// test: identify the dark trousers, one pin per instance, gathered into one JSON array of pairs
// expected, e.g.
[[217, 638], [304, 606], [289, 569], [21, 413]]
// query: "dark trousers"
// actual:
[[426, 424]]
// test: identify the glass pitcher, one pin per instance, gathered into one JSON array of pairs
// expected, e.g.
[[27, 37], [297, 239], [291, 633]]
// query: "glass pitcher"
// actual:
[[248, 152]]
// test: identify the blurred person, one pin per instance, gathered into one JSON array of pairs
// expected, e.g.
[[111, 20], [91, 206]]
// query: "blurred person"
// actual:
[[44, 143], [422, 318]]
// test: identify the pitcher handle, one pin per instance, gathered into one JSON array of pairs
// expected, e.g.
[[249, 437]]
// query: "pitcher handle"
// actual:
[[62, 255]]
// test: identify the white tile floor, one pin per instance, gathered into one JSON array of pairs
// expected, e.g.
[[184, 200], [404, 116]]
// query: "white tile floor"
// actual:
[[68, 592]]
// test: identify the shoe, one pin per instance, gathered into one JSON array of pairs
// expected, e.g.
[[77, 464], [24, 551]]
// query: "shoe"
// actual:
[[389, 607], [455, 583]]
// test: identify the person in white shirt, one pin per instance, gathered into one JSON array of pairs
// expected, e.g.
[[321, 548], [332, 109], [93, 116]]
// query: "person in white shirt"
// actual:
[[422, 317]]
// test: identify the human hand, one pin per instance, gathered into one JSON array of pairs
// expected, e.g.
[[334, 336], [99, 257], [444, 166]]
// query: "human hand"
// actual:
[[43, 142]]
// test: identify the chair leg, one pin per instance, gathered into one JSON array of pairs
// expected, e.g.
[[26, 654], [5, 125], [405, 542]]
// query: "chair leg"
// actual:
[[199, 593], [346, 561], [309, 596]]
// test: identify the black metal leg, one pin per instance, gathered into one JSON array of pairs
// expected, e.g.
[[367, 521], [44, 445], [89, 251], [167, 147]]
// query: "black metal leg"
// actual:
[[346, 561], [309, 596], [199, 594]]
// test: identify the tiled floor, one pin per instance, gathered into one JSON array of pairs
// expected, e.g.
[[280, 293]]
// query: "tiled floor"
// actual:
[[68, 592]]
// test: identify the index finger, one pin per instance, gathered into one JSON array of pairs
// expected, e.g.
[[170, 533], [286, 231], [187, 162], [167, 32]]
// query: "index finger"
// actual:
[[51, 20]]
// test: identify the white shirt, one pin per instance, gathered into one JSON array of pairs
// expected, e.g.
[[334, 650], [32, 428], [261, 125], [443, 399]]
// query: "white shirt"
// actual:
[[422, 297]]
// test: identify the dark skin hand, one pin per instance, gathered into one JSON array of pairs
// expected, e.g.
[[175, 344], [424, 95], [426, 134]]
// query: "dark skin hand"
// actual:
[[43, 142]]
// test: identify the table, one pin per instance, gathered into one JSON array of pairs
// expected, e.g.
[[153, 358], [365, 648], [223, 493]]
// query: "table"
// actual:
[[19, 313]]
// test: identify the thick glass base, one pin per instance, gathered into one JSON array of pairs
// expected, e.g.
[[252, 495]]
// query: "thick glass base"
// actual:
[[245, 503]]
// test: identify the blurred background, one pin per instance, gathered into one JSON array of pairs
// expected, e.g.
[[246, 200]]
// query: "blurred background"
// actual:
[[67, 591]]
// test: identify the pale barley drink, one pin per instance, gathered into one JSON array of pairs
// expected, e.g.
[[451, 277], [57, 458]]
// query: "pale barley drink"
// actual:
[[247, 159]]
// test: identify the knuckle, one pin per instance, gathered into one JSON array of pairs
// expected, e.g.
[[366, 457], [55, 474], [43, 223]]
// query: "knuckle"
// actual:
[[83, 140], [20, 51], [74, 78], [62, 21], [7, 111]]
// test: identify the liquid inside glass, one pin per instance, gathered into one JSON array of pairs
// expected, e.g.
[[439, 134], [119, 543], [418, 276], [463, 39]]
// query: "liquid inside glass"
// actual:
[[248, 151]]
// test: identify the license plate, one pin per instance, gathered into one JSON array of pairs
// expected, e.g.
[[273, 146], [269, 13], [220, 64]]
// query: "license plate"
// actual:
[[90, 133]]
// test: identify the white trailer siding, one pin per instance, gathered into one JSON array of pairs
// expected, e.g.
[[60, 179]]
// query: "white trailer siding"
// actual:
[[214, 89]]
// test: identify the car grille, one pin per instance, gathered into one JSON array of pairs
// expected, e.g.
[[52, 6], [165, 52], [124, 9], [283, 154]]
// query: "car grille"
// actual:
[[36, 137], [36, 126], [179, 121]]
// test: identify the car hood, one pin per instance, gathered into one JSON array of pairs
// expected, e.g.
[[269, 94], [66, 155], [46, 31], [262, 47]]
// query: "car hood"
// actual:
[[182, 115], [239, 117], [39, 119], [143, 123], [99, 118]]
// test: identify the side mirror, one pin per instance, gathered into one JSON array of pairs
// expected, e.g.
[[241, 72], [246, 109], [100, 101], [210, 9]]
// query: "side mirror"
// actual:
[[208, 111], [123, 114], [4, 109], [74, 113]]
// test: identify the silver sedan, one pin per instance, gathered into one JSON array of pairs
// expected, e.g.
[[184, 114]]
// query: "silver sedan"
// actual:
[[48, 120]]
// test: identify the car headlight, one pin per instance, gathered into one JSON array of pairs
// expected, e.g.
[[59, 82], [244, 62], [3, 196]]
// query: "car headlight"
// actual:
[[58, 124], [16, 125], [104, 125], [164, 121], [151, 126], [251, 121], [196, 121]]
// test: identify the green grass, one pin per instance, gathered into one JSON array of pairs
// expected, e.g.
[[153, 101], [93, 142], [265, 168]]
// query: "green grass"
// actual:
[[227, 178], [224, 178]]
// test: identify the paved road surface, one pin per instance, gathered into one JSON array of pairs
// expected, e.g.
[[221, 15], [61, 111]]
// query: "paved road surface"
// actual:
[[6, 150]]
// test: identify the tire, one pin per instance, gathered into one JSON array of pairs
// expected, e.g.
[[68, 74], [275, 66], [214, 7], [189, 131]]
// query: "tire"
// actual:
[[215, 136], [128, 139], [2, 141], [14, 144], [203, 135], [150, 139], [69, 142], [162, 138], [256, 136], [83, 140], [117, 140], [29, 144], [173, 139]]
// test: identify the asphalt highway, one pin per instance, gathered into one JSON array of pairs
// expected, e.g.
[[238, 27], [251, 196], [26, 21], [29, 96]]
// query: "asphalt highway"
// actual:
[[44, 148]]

++++++++++

• WHAT YOU HAVE TO DO
Copy out all the entries exactly once more.

• WRITTEN RESPONSE
// test: identify the dark trousers, one pin per instance, gathered into one JSON array of pairs
// expected, e.g.
[[217, 638], [304, 606], [289, 569], [21, 413]]
// query: "dark trousers"
// actual:
[[426, 424]]
// test: identify the glass pitcher, one pin per instance, gathered into one JSON array of pairs
// expected, e.g.
[[27, 37], [297, 239], [291, 633]]
// query: "glass pitcher"
// actual:
[[248, 152]]
// test: identify the blurred person, one pin per instance, gathered into one JSON array of pairs
// expected, e.g.
[[111, 20], [91, 206]]
// query: "blurred person"
// actual:
[[44, 143], [422, 318]]
// test: identify the pitcher handle, one pin per instance, gathered into one JSON array of pairs
// expected, e.g.
[[249, 437]]
// query: "pitcher handle"
// actual:
[[62, 255]]
// test: identify the white tile floor, one pin per instance, gathered into one JSON array of pairs
// expected, e.g.
[[184, 200], [404, 116]]
// query: "white tile floor"
// actual:
[[68, 592]]
// test: identify the shoe, one pin per instance, gathered into one JSON array of pairs
// expected, e.g.
[[77, 464], [24, 551]]
// query: "shoe"
// actual:
[[389, 607], [455, 583]]
// test: identify the person in white shirt, one pin per instance, gathered into one JSON array of pairs
// expected, e.g.
[[321, 548], [332, 109], [93, 116]]
// query: "person in white shirt"
// actual:
[[422, 317]]
// test: identify the human hand, one pin per instance, gathered into one JSON array of pairs
// expected, e.g.
[[334, 336], [99, 257], [444, 166]]
// query: "human hand"
// actual:
[[43, 142]]
// test: identify the chair leg, one pin per instance, gathered into one JSON array of pairs
// expected, e.g.
[[26, 654], [5, 125], [405, 542]]
// query: "chair leg"
// actual:
[[199, 593], [346, 561], [309, 596]]
// test: identify the black metal leg, one pin per instance, gathered into one JSON array of pairs
// expected, e.g.
[[367, 521], [44, 445], [89, 251], [167, 147]]
// query: "black metal leg"
// actual:
[[346, 561], [309, 596], [199, 594]]
// test: identify the tiled floor, one pin per instance, gathered into one JSON array of pairs
// expected, e.g.
[[280, 293]]
// query: "tiled floor"
// actual:
[[68, 592]]
// test: identify the index finger, one pin per instance, gathered into one JSON array of pairs
// expected, e.g.
[[170, 533], [286, 231], [187, 162], [167, 32]]
// query: "index finger"
// actual:
[[51, 20]]
// test: identify the white shirt, one pin per instance, gathered into one JSON array of pairs
// expected, e.g.
[[334, 650], [32, 428], [261, 125], [443, 399]]
// query: "white shirt"
// actual:
[[422, 297]]
// test: identify the dark skin hand, one pin per instance, gathered into one JSON array of pairs
// expected, e.g.
[[175, 344], [424, 95], [426, 134]]
// query: "dark skin hand"
// actual:
[[43, 142]]
// test: identify the table, one pin per instance, gathered into one JSON array of pairs
// expected, e.g.
[[153, 358], [365, 648], [223, 493]]
// query: "table"
// actual:
[[19, 313]]
// test: identify the thick glass base, one pin per instance, gathered into one JSON array of pairs
// expected, e.g.
[[252, 495]]
// query: "thick glass base"
// actual:
[[245, 503]]
// test: identify the blurred background, one pin per instance, gathered into one JSON array of pairs
// expected, e.g.
[[246, 200]]
// query: "blurred background"
// actual:
[[67, 591]]
// test: identify the pale barley drink, one pin per instance, gathered into one JSON array of pairs
// expected, e.g.
[[451, 277], [57, 458]]
// query: "pale barley drink"
// actual:
[[247, 159]]
// test: identify the knuckle, one pin per instance, gathered into one JSON array of pairs
// expected, e.g.
[[366, 457], [55, 474], [43, 223]]
// query: "knuckle"
// actual:
[[83, 140], [20, 51], [74, 78], [62, 21], [7, 111]]
// test: identify the liquid inside glass, one pin per instance, gathered into one JSON array of pairs
// expected, e.g.
[[439, 134], [119, 543], [418, 276], [463, 39]]
// query: "liquid inside glass"
// actual:
[[248, 151]]
// test: identify the license plate, one pin per instance, gathered into one JSON array of pairs
// expected, e.g.
[[273, 146], [269, 13], [220, 64]]
// query: "license plate"
// actual:
[[90, 133]]
// test: identify the white trailer siding, one pin per instance, gathered into one JSON array of pairs
// expected, e.g.
[[60, 179]]
// query: "white trailer siding"
// actual:
[[214, 89]]
// test: identify the car grille, one pin per instance, gathered into one JSON array of pairs
// expected, e.g.
[[52, 6], [165, 52], [124, 9], [283, 154]]
// query: "car grille"
// actual:
[[36, 137], [36, 126], [179, 121]]
// test: identify the car hood, one pin per instance, gathered into one JSON array of pairs
// expected, e.g.
[[269, 94], [66, 155], [46, 31], [262, 47]]
// query: "car hood"
// actual:
[[182, 115], [239, 117], [39, 119], [143, 123], [99, 118]]
// test: identify the side mirror, one pin per instance, gathered into one JSON array of pairs
// expected, e.g.
[[241, 72], [246, 109], [100, 101], [210, 9]]
// query: "side mirror"
// actual:
[[208, 111], [123, 114], [4, 109], [74, 113]]
// test: identify the silver sedan, one pin per instance, gathered into one JSON array of pairs
// expected, e.g.
[[184, 114]]
// query: "silver sedan"
// actual:
[[48, 120]]
// test: identify the car headlight, one pin per instance, gathered into one JSON array of pairs
// expected, e.g.
[[59, 82], [244, 62], [3, 196]]
// query: "car headlight"
// actual:
[[58, 124], [16, 125], [104, 125], [164, 121], [151, 126], [251, 121], [196, 121]]
// test: identify the green grass, one pin per instance, gathered into one JSON array of pairs
// expected, e.g.
[[153, 101], [93, 142], [265, 168]]
// query: "green grass"
// actual:
[[227, 178], [224, 178]]
// test: identify the paved road surface, one pin per instance, gathered into one JSON array of pairs
// expected, e.g.
[[221, 15], [61, 111]]
// query: "paved road surface"
// actual:
[[6, 150]]
// test: identify the tire, one pin per instance, gathered into one JSON array of pairs
// expected, e.g.
[[68, 74], [275, 66], [214, 7], [189, 131]]
// query: "tire"
// actual:
[[215, 136], [128, 139], [2, 141], [14, 144], [203, 135], [150, 139], [69, 142], [162, 138], [256, 136], [83, 140], [117, 140], [29, 144], [173, 139]]
// test: identify the asphalt highway, one pin per instance, gathered into one JSON array of pairs
// expected, e.g.
[[238, 27], [251, 196], [26, 21], [29, 96]]
// query: "asphalt highway"
// actual:
[[44, 148]]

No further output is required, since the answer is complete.